Das Kerzenlicht erhellte die Mienen der Fußballlehrer nur unzureichend. So saßen denn Lorenz-Günther Köstner von der SpVgg Unterhaching und Borussia Dortmunds Michael Skibbe im Halbdunkel.

Das Kerzenlicht erhellte die Mienen der Fußballlehrer nur unzureichend. So saßen denn Lorenz-Günther Köstner von der SpVgg Unterhaching und Borussia Dortmunds Michael Skibbe im Halbdunkel. Die adventliche Stimmung nach dem 1:0 (1:0)-Sieg des Aufsteigers über den vormaligen Weltpokalsieger war aber kein weiterer Ausdruck für Unterhachinger Provinzialität, sondern hatte seine Ursache in einem Stromausfall. Nach nur zehn Minuten fiel in und um die Gemeinde die Elektrizität aus. Ein Notstromaggregat der örtlichen Feuerwehr speiste am Mittwochabend aber immerhin das Flutlicht und ein paar Fernsehkameras.

Auch die Pressekonferenz im Kerzenschein passte zu diesem eigenartigen Fußballabend. Zumal hier zwei Mannschaften aufeinandertrafen, deren unternehmensphilosophische Ansätze im Business Bundesliga kaum konträrer sein könnten. Der Jahresetat der Unterhachinger entspricht etwa der Ablösesumme eines Dortmunder Topstars. So passte ein Spielerstatement trefflich zum tapferen Kampf Groß gegen Klein: "Wir haben uns hier nicht abschlachten lassen. Wir sind bis zur letzten Minute angerannt." So richtig peinlich wird dieses Zitat nur, wenn man seinen Urheber kennt: Borussia Dortmunds Stürmer Fredi Bobic.

* Bereitgestelltes Material:
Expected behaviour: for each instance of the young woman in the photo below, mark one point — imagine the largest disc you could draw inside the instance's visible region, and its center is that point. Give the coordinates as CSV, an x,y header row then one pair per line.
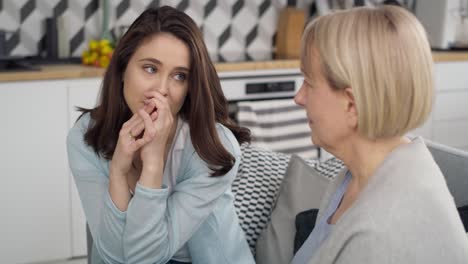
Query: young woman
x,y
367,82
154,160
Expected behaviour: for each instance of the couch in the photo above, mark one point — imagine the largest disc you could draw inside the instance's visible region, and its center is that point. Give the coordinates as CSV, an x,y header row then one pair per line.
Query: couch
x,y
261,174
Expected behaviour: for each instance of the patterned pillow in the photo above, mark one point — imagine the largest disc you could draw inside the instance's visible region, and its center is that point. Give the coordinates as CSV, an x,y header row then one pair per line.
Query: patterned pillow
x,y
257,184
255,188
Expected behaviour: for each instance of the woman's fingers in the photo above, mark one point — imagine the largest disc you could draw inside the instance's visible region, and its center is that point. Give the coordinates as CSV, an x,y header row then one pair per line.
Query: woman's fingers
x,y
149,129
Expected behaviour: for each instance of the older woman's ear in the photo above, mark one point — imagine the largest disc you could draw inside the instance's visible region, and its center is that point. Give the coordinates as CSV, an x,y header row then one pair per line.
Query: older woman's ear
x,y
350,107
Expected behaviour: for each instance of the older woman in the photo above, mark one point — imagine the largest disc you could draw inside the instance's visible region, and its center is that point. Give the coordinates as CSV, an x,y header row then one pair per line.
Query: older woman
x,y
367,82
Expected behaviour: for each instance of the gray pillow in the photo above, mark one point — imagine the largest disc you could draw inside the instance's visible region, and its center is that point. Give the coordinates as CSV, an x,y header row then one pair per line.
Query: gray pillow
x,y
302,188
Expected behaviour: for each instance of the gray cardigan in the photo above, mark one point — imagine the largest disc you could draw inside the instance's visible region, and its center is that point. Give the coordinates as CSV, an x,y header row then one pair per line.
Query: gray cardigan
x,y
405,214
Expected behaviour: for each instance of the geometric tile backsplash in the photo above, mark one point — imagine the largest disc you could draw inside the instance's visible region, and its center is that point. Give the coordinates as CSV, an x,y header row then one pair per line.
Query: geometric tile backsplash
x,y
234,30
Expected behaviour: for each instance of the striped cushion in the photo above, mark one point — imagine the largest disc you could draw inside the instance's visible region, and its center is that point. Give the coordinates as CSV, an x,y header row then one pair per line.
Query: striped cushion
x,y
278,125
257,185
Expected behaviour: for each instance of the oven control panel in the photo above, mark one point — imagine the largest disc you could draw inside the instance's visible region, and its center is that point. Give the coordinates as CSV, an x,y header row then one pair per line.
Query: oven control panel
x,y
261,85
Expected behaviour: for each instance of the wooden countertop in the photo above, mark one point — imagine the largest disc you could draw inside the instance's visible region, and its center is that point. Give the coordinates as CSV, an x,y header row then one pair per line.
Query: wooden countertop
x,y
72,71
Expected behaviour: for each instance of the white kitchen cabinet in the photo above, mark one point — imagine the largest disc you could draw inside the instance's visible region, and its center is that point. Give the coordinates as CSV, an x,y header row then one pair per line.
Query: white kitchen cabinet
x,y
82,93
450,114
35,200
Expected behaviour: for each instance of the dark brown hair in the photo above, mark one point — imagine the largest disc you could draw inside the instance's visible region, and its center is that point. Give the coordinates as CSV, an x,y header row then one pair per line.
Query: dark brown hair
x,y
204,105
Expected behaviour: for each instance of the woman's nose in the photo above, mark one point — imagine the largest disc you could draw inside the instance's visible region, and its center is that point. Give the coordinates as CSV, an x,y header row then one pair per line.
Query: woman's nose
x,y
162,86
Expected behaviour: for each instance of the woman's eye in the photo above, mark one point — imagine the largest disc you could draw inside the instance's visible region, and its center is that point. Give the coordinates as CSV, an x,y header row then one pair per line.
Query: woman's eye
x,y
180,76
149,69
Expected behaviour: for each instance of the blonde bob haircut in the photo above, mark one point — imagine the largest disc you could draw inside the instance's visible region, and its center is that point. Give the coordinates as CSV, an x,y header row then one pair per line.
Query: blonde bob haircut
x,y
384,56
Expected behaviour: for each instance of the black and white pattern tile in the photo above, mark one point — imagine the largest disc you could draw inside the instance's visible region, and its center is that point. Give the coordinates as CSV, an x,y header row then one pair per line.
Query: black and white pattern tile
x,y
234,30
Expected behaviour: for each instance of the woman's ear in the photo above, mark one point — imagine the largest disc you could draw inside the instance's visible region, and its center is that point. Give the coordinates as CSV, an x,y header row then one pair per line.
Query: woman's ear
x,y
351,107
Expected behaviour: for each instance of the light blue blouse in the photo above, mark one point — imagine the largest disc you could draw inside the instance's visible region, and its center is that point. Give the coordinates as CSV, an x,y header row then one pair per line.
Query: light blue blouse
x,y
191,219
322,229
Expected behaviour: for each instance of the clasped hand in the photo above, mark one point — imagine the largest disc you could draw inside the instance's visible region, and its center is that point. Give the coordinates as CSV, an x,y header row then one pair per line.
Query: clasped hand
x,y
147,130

* Aufgabenstellung:
1. Beantworten Sie anhand des Spielberichts die folgenden Fragen:
(a) Nach wie vielen Minuten fiel der Strom aus?
(b) Was versorgte das Notstromaggregat der örtlichen Feuerwehr?
(c) Für welchen Verein und auf welcher Position spielt Fredi Bobic?
2. Prüfen Sie, ob die folgenden Aussagen mit dem Spielbericht übereinstimmen:
(a) Unterhaching gewann das Spiel mit 1:0.
(b) Das Zitat „Wir haben uns hier nicht abschlachten lassen“ stammt von einem Spieler der SpVgg Unterhaching.
(c) Der Stromausfall betraf nur das Stadion.

* Lösungen:
1.
(a) Nach zehn Minuten.
(b) Das Flutlicht und ein paar Fernsehkameras.
(c) Für Borussia Dortmund als Stürmer.

2.
(a) Ja: „nach dem 1:0 (1:0)-Sieg des Aufsteigers über den vormaligen Weltpokalsieger“
(b) Nein: „Borussia Dortmunds Stürmer Fredi Bobic.“
(c) Nein: „Nach nur zehn Minuten fiel in und um die Gemeinde die Elektrizität aus.“